▶ EXTRAIT
# # # # #

C'est un appel solennel adressé à Emmanuel Macron et Olivier Véran que lance lundi sur Europe 1, Anna Roy, sage-femme, autrice du podcast Europe 1 Studio "Sage-Meuf" et chroniqueuse à la Maison des maternelles sur France 4. Elle demande une sage-femme pour chaque femme qui accouche. Et dénonce les maltraitances qui découlent de la surcharge de travail actuelle. Maltraitance dont elle-même s’est rendue coupable. 

Anna Roy rappelle les conditions de travail des sages-femmes à l'hôpital : des gardes de 12h, durant lesquelles elles doivent s’occuper en même temps de 3 à 4 femmes qui accouchent, sans compter les urgences…

C’est à la suite de la réalisation du 7e épisode du podcast dédié à la naissance côté sage-femme, qu’elle a une prise de conscience. Dans cet épisode, son confrère Adrien Gantois, le président du Collège national des sages-femmes, se confie sur une garde traumatisante au cours de laquelle il a laissé seule une femme seule accoucher de son enfant mort. Et au moment de publier un post instagram pour faire la promotion de cet épisode sur les réseaux sociaux, tout remonte. Anna se souvient d’une garde où elle aussi a maltraité.

# # # # #

▶ DONNÉES FOURNIES
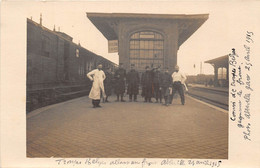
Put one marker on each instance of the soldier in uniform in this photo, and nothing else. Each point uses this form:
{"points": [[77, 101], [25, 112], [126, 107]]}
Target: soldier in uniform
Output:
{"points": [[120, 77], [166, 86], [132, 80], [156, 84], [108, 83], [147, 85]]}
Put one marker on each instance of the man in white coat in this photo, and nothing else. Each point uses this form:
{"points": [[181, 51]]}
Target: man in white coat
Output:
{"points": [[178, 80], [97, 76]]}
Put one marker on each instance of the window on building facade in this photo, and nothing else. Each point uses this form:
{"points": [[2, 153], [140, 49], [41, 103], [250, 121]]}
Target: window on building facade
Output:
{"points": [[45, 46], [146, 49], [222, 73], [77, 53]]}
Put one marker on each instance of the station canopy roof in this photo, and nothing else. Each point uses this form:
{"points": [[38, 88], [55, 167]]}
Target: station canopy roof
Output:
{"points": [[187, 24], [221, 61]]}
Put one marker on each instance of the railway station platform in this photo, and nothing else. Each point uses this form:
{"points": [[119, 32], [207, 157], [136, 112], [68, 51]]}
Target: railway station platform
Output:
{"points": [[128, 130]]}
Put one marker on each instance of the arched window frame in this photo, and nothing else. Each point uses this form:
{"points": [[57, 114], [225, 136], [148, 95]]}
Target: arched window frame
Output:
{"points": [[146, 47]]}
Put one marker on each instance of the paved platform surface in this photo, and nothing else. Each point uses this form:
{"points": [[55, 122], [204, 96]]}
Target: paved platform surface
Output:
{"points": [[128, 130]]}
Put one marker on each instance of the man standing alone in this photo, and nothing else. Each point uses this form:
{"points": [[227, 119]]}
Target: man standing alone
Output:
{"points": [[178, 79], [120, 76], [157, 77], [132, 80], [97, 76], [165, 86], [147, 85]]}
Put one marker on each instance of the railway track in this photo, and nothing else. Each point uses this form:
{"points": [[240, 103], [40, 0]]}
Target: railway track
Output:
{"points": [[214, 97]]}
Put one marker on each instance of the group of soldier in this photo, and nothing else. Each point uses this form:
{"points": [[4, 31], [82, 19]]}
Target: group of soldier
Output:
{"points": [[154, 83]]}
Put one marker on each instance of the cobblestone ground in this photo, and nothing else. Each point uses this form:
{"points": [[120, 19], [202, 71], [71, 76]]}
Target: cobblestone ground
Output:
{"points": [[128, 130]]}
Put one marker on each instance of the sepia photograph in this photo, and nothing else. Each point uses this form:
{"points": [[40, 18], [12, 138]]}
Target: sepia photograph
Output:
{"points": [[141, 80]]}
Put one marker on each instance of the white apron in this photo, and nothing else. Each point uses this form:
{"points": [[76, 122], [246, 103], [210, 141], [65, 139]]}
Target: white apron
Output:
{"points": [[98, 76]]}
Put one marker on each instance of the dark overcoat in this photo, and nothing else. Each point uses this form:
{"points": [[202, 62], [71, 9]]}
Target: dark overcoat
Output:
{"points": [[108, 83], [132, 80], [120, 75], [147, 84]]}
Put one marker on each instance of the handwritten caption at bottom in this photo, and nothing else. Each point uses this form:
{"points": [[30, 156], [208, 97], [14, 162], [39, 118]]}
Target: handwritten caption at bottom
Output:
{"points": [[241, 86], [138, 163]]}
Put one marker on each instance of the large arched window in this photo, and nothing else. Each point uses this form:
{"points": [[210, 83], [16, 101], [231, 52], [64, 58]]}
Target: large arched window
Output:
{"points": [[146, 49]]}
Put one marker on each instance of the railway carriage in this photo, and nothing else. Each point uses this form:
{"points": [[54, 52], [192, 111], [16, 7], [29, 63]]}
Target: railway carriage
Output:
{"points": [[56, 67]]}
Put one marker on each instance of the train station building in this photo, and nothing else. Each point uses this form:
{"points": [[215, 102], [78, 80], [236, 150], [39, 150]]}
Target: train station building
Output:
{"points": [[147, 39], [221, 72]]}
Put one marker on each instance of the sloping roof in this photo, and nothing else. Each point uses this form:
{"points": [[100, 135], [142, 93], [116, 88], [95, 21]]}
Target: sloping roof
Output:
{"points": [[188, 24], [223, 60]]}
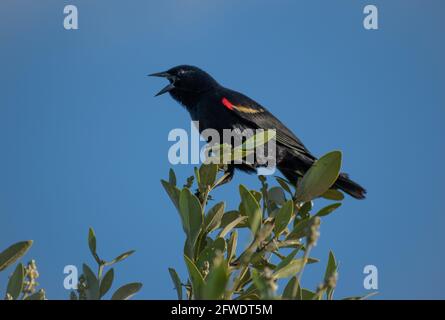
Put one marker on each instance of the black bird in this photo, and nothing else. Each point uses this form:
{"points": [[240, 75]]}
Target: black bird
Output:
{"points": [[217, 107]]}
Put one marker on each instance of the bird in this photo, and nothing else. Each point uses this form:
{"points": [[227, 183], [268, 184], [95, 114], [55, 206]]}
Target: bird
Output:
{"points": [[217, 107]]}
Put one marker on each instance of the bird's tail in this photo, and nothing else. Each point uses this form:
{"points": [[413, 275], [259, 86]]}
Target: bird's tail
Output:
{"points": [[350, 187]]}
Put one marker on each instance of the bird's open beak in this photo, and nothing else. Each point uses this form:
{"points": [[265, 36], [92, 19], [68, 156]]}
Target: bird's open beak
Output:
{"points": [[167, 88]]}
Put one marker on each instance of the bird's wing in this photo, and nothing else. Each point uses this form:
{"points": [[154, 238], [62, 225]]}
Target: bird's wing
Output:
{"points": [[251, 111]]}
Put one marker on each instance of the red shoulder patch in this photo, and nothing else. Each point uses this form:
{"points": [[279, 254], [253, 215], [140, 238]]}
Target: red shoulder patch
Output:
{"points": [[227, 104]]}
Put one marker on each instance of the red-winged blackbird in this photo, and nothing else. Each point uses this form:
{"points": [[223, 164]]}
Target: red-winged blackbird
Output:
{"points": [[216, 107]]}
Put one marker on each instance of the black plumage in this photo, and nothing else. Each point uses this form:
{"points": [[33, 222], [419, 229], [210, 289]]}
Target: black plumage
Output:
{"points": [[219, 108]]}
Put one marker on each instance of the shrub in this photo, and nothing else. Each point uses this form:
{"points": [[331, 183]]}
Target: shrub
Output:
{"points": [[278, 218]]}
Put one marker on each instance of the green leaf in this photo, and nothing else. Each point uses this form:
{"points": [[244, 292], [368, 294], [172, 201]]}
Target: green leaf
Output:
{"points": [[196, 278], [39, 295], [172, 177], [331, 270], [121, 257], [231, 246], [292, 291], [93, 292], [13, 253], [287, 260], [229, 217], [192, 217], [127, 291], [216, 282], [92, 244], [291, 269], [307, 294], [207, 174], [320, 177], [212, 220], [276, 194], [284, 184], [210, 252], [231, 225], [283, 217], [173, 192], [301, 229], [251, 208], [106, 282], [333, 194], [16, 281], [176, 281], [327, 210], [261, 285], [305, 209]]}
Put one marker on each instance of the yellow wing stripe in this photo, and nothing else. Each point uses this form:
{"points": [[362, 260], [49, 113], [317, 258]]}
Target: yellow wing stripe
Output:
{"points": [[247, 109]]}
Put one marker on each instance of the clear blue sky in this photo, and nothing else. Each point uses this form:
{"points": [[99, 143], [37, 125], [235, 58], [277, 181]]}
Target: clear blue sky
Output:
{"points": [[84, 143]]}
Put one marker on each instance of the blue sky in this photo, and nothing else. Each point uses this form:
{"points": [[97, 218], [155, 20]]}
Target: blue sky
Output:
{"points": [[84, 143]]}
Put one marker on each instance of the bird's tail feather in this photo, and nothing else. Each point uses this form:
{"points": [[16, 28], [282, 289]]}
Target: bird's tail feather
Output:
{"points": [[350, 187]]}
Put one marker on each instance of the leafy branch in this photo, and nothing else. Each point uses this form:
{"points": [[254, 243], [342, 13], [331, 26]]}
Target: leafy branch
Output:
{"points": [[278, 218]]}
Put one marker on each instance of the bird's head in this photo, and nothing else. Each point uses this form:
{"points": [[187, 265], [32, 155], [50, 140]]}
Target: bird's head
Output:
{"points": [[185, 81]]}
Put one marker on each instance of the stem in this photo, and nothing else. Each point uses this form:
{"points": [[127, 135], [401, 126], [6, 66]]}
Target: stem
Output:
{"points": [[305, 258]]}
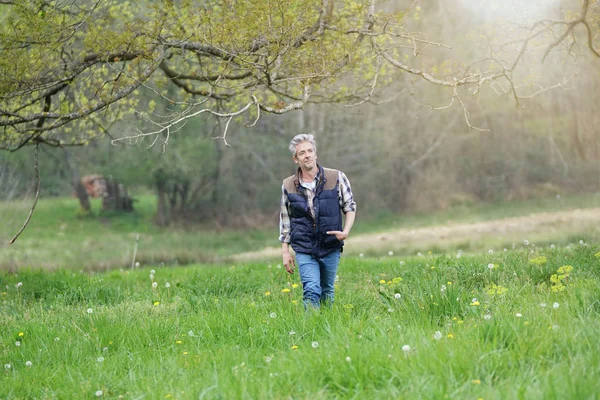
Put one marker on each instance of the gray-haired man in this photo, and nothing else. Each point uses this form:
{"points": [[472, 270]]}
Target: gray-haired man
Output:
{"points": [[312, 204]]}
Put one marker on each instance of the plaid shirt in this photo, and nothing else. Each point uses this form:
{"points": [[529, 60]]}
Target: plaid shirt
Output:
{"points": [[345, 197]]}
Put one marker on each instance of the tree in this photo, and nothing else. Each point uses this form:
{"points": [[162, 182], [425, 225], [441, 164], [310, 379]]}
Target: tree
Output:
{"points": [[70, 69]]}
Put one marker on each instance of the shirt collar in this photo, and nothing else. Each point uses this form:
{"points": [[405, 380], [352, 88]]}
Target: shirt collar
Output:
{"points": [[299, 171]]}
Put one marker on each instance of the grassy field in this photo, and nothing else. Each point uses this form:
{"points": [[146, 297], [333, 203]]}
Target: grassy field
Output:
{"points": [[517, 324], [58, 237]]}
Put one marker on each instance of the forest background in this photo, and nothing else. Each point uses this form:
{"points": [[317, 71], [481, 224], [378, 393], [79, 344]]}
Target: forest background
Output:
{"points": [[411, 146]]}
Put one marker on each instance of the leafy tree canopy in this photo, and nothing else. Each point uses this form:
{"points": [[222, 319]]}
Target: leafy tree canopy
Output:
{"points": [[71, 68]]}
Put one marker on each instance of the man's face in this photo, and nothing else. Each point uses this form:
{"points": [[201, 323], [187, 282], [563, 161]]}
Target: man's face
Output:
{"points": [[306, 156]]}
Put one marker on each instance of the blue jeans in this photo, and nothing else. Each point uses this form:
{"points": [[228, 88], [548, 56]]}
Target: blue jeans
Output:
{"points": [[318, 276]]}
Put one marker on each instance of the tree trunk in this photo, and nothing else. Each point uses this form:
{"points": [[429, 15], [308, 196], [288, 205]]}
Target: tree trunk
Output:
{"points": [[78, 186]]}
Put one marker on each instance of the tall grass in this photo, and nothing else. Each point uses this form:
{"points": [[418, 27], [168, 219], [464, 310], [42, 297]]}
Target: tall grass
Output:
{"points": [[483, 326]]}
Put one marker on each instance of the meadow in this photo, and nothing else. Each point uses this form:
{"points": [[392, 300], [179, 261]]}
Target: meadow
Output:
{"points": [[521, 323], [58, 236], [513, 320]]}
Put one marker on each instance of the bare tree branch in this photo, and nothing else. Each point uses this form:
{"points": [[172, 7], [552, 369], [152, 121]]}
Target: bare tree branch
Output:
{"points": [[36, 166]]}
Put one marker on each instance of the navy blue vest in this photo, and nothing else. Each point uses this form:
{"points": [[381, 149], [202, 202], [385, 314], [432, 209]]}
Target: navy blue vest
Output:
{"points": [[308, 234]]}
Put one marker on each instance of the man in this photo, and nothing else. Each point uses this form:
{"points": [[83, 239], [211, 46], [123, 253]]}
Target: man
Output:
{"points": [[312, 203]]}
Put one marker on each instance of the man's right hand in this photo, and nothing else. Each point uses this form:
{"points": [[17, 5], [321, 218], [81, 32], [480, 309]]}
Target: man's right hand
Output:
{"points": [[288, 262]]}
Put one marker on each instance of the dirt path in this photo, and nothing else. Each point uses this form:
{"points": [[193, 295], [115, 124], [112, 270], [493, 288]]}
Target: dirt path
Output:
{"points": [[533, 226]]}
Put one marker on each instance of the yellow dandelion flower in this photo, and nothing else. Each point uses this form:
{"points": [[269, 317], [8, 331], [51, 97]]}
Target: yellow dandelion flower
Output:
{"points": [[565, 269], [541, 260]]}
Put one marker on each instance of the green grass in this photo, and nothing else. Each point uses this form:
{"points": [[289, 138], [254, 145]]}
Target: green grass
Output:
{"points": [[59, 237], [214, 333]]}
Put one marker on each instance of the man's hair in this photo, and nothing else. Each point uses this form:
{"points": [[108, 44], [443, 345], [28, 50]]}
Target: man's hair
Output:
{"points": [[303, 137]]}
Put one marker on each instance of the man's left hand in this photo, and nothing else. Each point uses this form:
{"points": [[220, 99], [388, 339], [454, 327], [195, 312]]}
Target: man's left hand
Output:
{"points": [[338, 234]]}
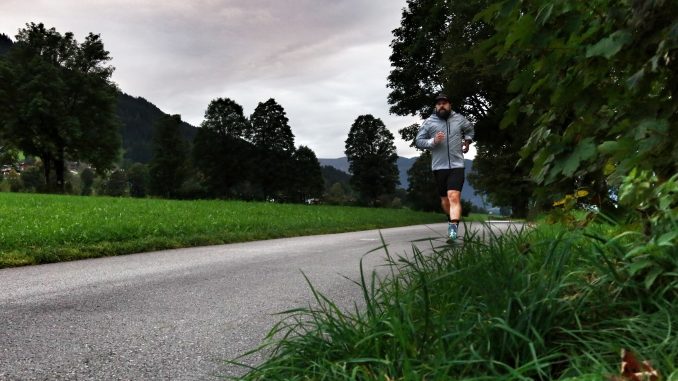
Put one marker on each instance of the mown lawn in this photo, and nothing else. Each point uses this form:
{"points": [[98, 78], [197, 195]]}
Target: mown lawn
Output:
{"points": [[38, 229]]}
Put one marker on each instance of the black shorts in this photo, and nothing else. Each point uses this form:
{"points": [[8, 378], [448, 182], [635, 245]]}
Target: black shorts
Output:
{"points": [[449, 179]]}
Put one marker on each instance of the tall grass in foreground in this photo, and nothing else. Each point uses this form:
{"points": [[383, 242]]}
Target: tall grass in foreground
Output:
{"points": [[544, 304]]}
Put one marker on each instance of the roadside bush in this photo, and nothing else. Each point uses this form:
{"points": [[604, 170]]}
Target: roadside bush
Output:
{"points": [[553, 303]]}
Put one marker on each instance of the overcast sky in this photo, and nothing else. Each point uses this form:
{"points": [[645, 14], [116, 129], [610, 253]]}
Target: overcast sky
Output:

# # # # #

▶ CONSIGNE
Donnez la suite de l'extrait sur Anna Roy et les conditions de travail des sages-femmes, en reprenant après sa dernière phrase. Les entrées ne sont pas utiles pour cet exercice.

▶ RÉPONSE PROPOSÉE
"C’est moi qui ait été maltraitante"

"Ce jour-là, j'accueille un joli couple. Ils ont la trentaine, adorables. J'avais envie de les accompagner même s'il y avait un boulot fou. Mais vite la situation se complique", se souvient Anna Roy. "Je pose le monitoring et je tombe sur un rythme cardiaque fœtal très pathologique. Je vois rapidement que ça ne va pas du tout et l'obstétricien me confirme qu'il faut qu'on césarise vite. La salle d'attente est pleine à craquer, mais j'y vais quand même. On fait naître cet enfant, qui va très mal sur le moment mais qui réussit à s'en tirer". 

Mais pour s'occuper de cet enfant, la sage-femme doit laisser ses parents, seuls, dans un profond désarroi. "Je me souviens ne pas avoir pris en charge la douleur de cette femme qui venait d'avoir une césarienne. Je l'ai laissé traîner dans des serviettes hygiéniques trempées de sang que l'on a pas pu changer, ni moi, ni les infirmières, ni les aides soignantes qui étaient présentes."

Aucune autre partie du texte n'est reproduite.